**Goal of the exercise:** Please output all the entries word for word, without the pictures.

^^^^^^^^^^^^^^^^

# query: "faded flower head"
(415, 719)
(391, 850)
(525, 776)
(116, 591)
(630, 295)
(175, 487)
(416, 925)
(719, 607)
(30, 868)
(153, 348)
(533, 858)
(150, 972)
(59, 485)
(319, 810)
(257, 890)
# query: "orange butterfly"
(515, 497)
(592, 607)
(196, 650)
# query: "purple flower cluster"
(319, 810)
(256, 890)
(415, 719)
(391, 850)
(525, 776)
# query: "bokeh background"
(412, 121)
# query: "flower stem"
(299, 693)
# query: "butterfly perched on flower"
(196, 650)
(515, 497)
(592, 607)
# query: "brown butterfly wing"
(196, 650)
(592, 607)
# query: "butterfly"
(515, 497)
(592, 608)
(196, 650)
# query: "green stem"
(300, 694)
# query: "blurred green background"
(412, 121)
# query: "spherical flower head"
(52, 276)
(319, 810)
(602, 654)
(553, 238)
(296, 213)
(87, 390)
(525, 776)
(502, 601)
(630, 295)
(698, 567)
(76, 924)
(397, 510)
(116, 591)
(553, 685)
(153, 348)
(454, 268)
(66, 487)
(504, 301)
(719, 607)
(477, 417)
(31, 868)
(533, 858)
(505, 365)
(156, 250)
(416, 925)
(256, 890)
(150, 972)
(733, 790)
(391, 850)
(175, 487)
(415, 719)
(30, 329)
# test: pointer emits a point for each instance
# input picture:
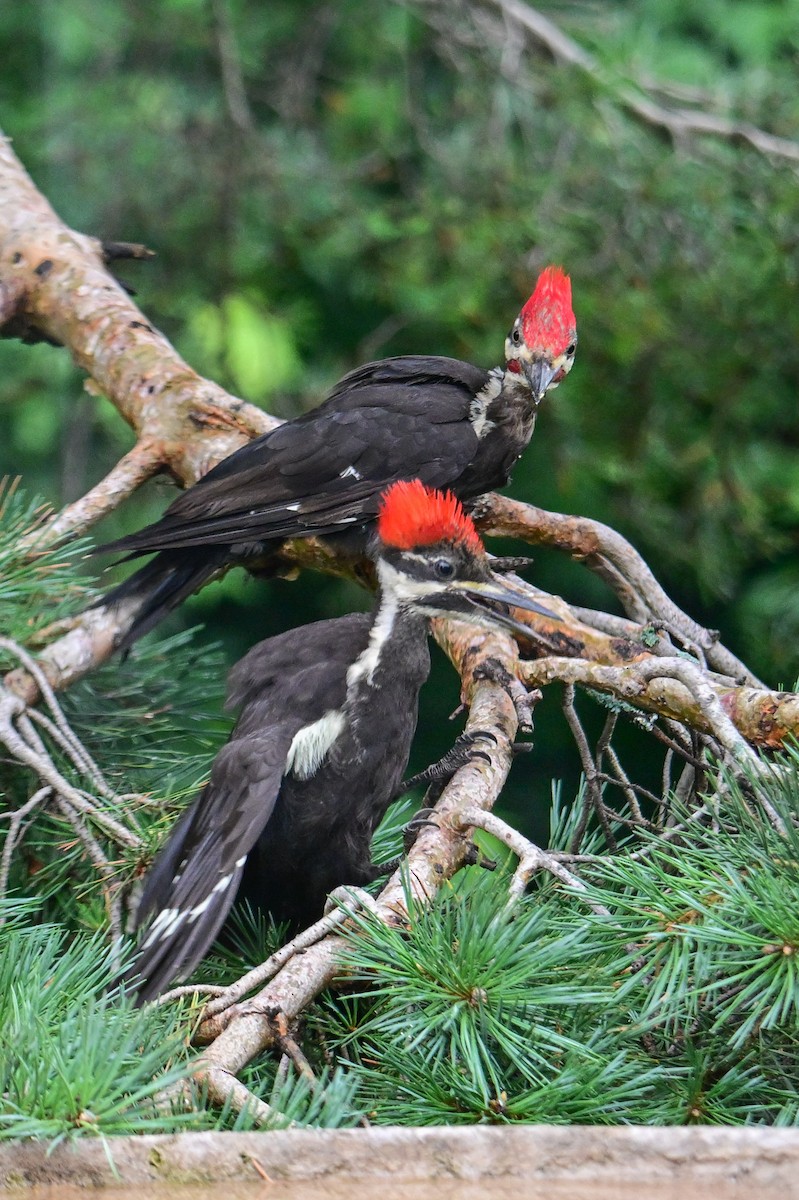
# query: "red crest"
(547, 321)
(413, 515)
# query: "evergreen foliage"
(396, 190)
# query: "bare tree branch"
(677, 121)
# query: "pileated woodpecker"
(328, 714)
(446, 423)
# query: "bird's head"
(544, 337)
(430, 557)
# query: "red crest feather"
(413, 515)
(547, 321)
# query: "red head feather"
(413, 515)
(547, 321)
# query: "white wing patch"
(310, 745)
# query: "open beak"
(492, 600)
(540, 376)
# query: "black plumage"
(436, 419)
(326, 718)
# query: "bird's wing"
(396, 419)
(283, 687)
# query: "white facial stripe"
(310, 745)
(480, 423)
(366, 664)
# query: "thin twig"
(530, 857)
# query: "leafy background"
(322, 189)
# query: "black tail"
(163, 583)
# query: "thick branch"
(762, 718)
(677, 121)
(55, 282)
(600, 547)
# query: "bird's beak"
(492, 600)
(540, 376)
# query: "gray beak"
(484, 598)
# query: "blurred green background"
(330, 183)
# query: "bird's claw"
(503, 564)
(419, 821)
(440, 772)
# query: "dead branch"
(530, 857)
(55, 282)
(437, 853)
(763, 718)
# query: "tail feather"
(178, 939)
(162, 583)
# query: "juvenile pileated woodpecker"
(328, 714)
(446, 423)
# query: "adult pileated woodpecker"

^^^^^^^^^^^^^^^^

**Solution to this exercise:**
# query: "faded flower head"
(415, 719)
(391, 850)
(525, 776)
(116, 591)
(630, 295)
(175, 487)
(416, 925)
(719, 607)
(30, 868)
(153, 348)
(533, 858)
(150, 972)
(59, 485)
(319, 810)
(257, 890)
# query: "orange butterfly"
(515, 497)
(592, 607)
(196, 650)
# query: "purple flower cluster"
(319, 810)
(256, 890)
(415, 719)
(391, 850)
(525, 776)
# query: "bokeh background"
(412, 121)
# query: "flower stem"
(299, 693)
# query: "butterfly perched on flower"
(196, 650)
(515, 497)
(592, 607)
# query: "brown butterfly wing"
(196, 650)
(592, 607)
# query: "butterfly"
(515, 497)
(592, 608)
(196, 650)
# query: "green stem"
(300, 694)
# query: "blurred green background"
(412, 121)
# query: "spherical flower head"
(52, 276)
(319, 810)
(602, 654)
(553, 238)
(296, 213)
(87, 390)
(525, 776)
(502, 601)
(630, 295)
(698, 567)
(76, 924)
(397, 510)
(116, 591)
(553, 685)
(153, 348)
(454, 268)
(66, 487)
(504, 301)
(719, 607)
(477, 417)
(31, 868)
(533, 858)
(505, 365)
(156, 250)
(416, 925)
(256, 890)
(150, 972)
(733, 790)
(391, 850)
(175, 487)
(415, 719)
(30, 329)
# test: pointer emits a point for each instance
# input picture:
# query: "red crest"
(547, 321)
(413, 515)
# query: "evergreen foliage"
(396, 190)
# query: "bare tree branch"
(677, 121)
# query: "pileated woodpecker"
(328, 714)
(446, 423)
# query: "bird's head"
(544, 337)
(430, 557)
# query: "red crest feather"
(413, 515)
(547, 321)
# query: "red head feather"
(413, 515)
(547, 321)
# query: "white wing patch"
(310, 745)
# query: "open beak"
(492, 600)
(540, 376)
# query: "black plumage"
(436, 419)
(326, 718)
# query: "bird's wing"
(396, 419)
(283, 687)
# query: "white facial stripe"
(310, 745)
(480, 423)
(366, 664)
# query: "thin twig"
(530, 857)
# query: "leafy background"
(322, 189)
# query: "black tail"
(163, 583)
# query: "thick branch"
(762, 718)
(677, 121)
(55, 282)
(600, 547)
# query: "bird's beak"
(492, 600)
(540, 376)
# query: "gray beak"
(484, 598)
# query: "blurred green background"
(330, 183)
# query: "bird's claw"
(503, 564)
(419, 821)
(440, 772)
# query: "dead branch"
(530, 857)
(55, 282)
(437, 853)
(763, 718)
# query: "tail feather"
(178, 939)
(162, 583)
# query: "juvenile pileated woodpecker"
(328, 714)
(446, 423)
# query: "adult pileated woodpecker"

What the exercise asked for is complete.